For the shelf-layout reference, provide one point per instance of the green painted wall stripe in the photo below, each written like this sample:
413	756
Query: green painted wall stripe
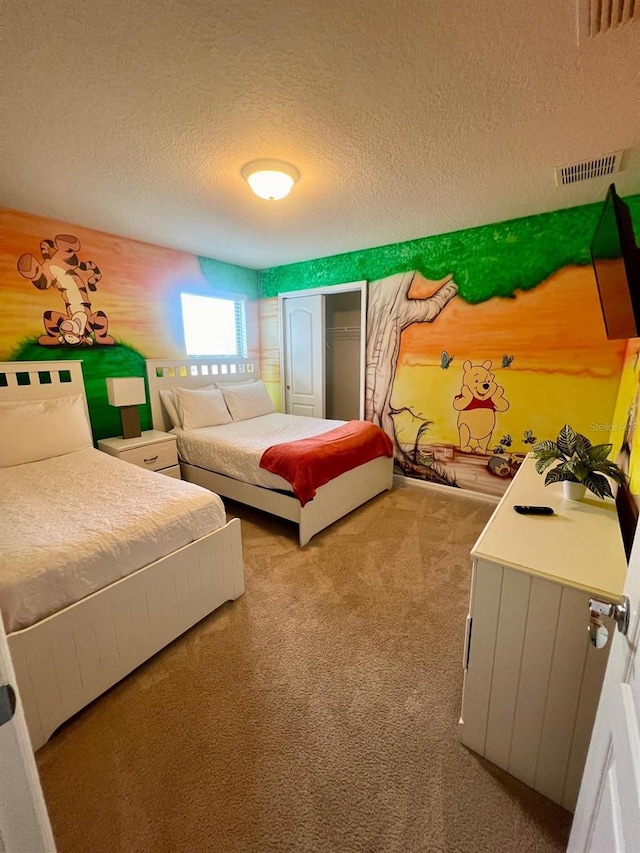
230	277
490	260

________________________________________

**WHAT YOU ARE ASKED TO DO**: The data above are to be repeated word for word, with any pictures left out.

**ANSWER TO THIS TASK**:
For the shelf-layout reference, provide one point per instance of the green painted wall stripe in the photo below, each written like this sample:
413	756
Query: green painted wall stripe
230	277
490	260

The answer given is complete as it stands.